• _PAGE TEXT_
Research on machine vision has been in progress for over 25 years, yet practical accomplishments have been modest. To date most installed machine vision systems are relatively simple and involve only simple computer processing. In most cases, only silhouette images are utilized and frequently the illumination is specially structured to reduce burden on the pattern recognition computation. Vision is by far the most powerful and versatile sensing mechanism, and once we achieve machine vision with a capability approaching that of human vision at a competitive cost, the installation of machine vision systems will virtually explode .
To define our research, we started from the following questions:
1. Is it possible to integrate a distributed vision system across the entire production line?
2. What is the solution for real-time analysis of video streams to identify and count different objects?
3. Is such a solution feasible in terms of deployment cost?
Our research is focused on developing a vision system close to the human vision, using video streams and image processing based on a neural network. The vision system should be able to obtain a real-time classification and to count different products from different stages of processing on an assembly line and send the information to a cloud IloT application.
After analysing the technical solutions existing on the market at this moment, we designed the following system, whose diagram is presented in Figure 1. The system is composed by several video cameras placed in different points on the production line. The video signal from all cameras is processed by a video multiplexer, resulting a single video stream with all images combined. This video stream is captured by a video capture board and processed by the classification application running on the vision computer. To obtain real-time classification, we used YOLO9000 , , compiled with CUDA support. The parallel CUDA architecture, gives extra processing power at a low cost. The processing is done in real time (using 4 Nvidia GeForce Titan X video cards, we could analyse the video stream at 60 frames per second). In the classification process the combined image is augmented and tracked.
The video cameras used in this application are colour SD 4:3 aspect ratio with resolution of 720x576 and with composite video output.
The video multiplexer stitches the images provided by the cameras, side by side, top/bottom in a matrix resulting a single video stream with a higher resolution. The video capture card digitises the video output of the video multiplexer and feed the stream to the application.
The application for classification is based on YOLO9000 , , a convolutional network with anchor boxes which predicts the coordinates of bounding boxes directly using fully connected layers on top of the convolutional feature extractor. YOLO9000 is a real-time framework for detection of more than 9000 object categories by jointly optimizing detection and classification. It uses WordTree (figure 2) to combine data from various sources and a joint optimization technique to train simultaneously on ImageNet and COCO. YOLO9000 is a strong step towards closing the dataset size gap between detection and classification.

• _INSTRUCTION A_
List the questions that the machine vision text says the research started from.

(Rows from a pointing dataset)
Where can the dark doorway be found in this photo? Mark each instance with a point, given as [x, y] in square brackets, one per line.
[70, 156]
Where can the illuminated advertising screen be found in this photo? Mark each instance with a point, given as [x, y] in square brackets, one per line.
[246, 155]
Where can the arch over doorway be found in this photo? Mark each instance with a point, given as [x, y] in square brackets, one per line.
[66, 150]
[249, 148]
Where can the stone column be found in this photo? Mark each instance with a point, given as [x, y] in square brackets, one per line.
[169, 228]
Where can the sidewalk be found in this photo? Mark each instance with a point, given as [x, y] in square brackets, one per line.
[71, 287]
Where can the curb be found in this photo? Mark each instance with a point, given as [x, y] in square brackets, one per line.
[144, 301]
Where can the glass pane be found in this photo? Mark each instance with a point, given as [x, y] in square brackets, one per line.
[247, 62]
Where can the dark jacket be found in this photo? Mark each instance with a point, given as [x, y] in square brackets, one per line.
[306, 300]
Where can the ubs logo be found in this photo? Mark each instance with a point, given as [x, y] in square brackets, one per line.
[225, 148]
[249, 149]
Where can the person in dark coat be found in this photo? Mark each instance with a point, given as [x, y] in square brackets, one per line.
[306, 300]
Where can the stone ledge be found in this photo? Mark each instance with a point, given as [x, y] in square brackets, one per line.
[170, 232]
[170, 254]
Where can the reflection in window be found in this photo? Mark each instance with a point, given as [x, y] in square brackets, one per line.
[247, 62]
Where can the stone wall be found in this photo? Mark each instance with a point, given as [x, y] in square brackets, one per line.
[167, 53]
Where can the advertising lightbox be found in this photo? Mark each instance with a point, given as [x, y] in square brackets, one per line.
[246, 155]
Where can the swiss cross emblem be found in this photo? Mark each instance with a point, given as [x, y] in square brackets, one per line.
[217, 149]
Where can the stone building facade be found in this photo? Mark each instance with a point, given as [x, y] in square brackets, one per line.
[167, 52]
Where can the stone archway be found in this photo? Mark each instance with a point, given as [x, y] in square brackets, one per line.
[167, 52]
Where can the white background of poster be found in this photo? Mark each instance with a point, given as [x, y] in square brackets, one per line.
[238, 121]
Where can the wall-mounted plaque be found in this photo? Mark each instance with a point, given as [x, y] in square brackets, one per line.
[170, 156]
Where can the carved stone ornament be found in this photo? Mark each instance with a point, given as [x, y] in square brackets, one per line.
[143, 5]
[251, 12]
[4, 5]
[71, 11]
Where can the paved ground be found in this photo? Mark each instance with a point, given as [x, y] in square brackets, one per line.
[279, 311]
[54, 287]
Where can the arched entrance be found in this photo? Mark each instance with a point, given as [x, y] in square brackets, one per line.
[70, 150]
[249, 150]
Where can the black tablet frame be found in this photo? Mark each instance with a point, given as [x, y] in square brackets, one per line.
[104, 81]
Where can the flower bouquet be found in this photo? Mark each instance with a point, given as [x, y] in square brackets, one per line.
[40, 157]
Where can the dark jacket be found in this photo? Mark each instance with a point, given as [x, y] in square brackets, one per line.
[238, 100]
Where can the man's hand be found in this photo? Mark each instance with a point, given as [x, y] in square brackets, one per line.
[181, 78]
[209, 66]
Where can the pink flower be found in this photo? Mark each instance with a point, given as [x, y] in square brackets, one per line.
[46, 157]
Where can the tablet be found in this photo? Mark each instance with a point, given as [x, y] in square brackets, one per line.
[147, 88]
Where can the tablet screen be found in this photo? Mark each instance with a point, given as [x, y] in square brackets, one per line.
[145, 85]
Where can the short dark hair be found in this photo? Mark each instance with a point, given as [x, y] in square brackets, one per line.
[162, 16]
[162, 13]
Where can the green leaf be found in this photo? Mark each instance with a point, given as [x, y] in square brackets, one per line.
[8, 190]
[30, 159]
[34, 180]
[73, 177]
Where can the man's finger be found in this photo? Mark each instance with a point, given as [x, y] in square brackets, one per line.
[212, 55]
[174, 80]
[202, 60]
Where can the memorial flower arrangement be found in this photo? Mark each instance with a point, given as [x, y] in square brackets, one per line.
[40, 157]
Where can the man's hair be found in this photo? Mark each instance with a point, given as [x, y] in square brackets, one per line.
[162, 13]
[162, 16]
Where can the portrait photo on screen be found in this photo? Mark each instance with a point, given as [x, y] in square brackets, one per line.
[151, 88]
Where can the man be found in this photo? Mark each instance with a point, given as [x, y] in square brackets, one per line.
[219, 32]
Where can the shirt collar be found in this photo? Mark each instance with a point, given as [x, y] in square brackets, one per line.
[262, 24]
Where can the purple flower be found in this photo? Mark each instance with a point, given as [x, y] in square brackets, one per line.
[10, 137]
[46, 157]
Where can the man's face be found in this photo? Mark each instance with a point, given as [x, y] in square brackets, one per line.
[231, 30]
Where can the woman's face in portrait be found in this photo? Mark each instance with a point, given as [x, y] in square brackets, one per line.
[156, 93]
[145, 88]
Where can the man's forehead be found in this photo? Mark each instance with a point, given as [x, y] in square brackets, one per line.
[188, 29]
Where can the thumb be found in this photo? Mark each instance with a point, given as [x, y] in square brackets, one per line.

• _INSTRUCTION B_
Identify each line of the rows that contains the word "advertising", and copy those lines.

• _TASK SOLUTION A_
1. Is it possible to integrate a distributed vision system across the entire production line?
2. What is the solution for real-time analysis of video streams to identify and count different objects?
3. Is such a solution feasible in terms of deployment cost?

• _TASK SOLUTION B_
Where can the illuminated advertising screen be found in this photo? Mark each instance with a point, given as [x, y] in square brackets, one per line.
Where can the advertising lightbox be found in this photo? Mark each instance with a point, given as [x, y] in square brackets, one per line.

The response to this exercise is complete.